Data in this exercise:
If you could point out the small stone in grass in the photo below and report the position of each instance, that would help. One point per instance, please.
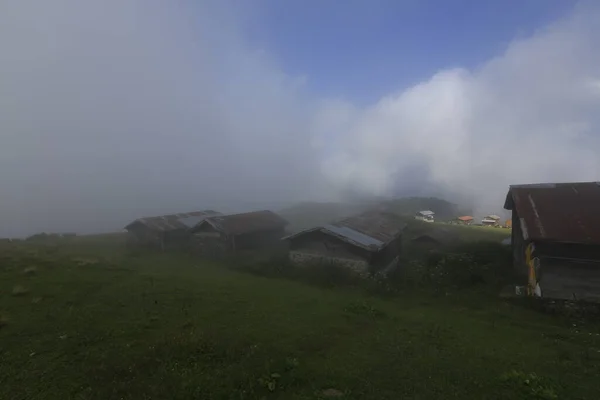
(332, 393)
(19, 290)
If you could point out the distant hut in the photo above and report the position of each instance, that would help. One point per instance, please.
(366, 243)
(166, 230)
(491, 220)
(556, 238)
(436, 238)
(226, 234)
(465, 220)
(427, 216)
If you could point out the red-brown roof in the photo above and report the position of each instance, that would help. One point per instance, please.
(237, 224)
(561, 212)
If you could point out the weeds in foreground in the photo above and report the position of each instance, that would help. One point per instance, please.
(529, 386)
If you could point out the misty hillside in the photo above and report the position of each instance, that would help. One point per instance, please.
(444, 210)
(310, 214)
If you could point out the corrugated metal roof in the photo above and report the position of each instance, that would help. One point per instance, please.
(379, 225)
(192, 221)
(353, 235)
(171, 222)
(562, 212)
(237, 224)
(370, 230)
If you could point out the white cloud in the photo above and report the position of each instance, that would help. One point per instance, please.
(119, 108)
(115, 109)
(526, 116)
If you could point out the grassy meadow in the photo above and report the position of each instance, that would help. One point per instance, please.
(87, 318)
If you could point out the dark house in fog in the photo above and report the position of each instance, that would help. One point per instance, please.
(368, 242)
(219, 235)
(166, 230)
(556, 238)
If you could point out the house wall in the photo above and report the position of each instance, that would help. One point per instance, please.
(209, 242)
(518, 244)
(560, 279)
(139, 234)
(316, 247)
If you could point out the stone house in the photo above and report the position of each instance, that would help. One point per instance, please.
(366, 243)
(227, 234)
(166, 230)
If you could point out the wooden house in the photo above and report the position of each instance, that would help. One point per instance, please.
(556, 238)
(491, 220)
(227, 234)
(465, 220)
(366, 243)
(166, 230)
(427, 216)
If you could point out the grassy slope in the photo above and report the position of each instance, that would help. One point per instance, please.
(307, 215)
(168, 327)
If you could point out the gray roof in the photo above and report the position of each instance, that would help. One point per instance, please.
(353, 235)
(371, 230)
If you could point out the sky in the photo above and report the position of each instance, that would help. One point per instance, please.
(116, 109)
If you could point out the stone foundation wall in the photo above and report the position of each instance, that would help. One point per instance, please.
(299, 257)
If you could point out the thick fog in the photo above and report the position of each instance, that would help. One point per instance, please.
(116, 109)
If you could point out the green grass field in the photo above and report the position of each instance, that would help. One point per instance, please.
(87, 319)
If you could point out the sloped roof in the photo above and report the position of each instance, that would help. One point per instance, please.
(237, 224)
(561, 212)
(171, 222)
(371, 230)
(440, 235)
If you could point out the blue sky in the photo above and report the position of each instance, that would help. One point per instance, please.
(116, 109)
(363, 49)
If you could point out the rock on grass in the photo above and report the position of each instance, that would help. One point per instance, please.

Aim of the task:
Please repeat all of the material above word for word, leaving out any pictures.

Task solution:
If you could point out the small stone in grass in the photo below and report the position of each instance, that would help. One point per instance, please.
(332, 393)
(19, 290)
If you could point out the distant hut in the photo above and report the position of each instance, that would help. One point per instance, please.
(366, 243)
(166, 230)
(491, 220)
(556, 238)
(436, 238)
(226, 234)
(465, 220)
(427, 216)
If you could point out the red-brown roof in the photo above and report the position of each instance, that would help. One point per instance, please.
(237, 224)
(561, 212)
If you could point out the weeds in foreground in the photo above and report the position of each instance, that would help. One point per instance, please.
(529, 386)
If you could point out the misty hillside in the photo above and report the position of each instance, that would help. One point per instance, please.
(444, 210)
(310, 214)
If you could point out the corrugated metal roof in the photo above and report the position of each instance, that would help. One point per instance, please.
(379, 225)
(192, 221)
(353, 235)
(171, 222)
(562, 212)
(237, 224)
(370, 230)
If you could point out the white cloud in the photo above and report the position of each instance, that would help. One point per instance, please.
(119, 108)
(115, 109)
(526, 116)
If you could point out the grassy meadow in the photo above and report the position of each instance, that would help. One point per instance, please.
(87, 318)
If you could point out the dark house in fog in the photo above and report the position of each instance, that would help. One point per instance, please.
(368, 242)
(219, 235)
(166, 230)
(556, 238)
If you could point out the house wall in the photo above and report the position of each instance, that would help. One point per instance, please.
(209, 242)
(518, 244)
(560, 279)
(139, 234)
(316, 247)
If you could point out the stone house in the photo above and report the position of each instance, that would help. One point per instance, please.
(366, 243)
(227, 234)
(166, 230)
If you could point out the wooden house in the photo above and report the position of each instance, that would help. One point per instance, please.
(556, 238)
(491, 220)
(227, 234)
(465, 220)
(366, 243)
(166, 230)
(427, 216)
If you could point out the grassy slope in the photo above and report the position of each instance, that would help. One point per instance, please.
(307, 215)
(168, 327)
If you could point out the gray roof in the photo above and report the position of each instance, that would help. One point per instance, please.
(353, 235)
(371, 230)
If you could point out the sky in the photo above and report the position of each instance, that would help. One point per instance, please.
(116, 109)
If you could point out the stone foundation wall in the photo above and report the position of each instance, that would help. One point per instance, please.
(299, 257)
If you could point out the thick fog in the photo above and report the position of each instance, that would help. One point per instance, please.
(116, 109)
If you could point out the green grass field in the photo above and report the position of each instance, that would help. One point per instance, please.
(87, 319)
If you could point out the sloped roof in the photo above and report the position of each instance, that would help. One point per instance, please.
(237, 224)
(561, 212)
(171, 222)
(371, 230)
(440, 235)
If you could point out the blue sky in the photo above and report the position of each instance, that would help. One point per instance, please.
(116, 109)
(363, 49)
If you could point out the rock on grass in the photo above and report the position of each instance, that would help. One point per instance, please.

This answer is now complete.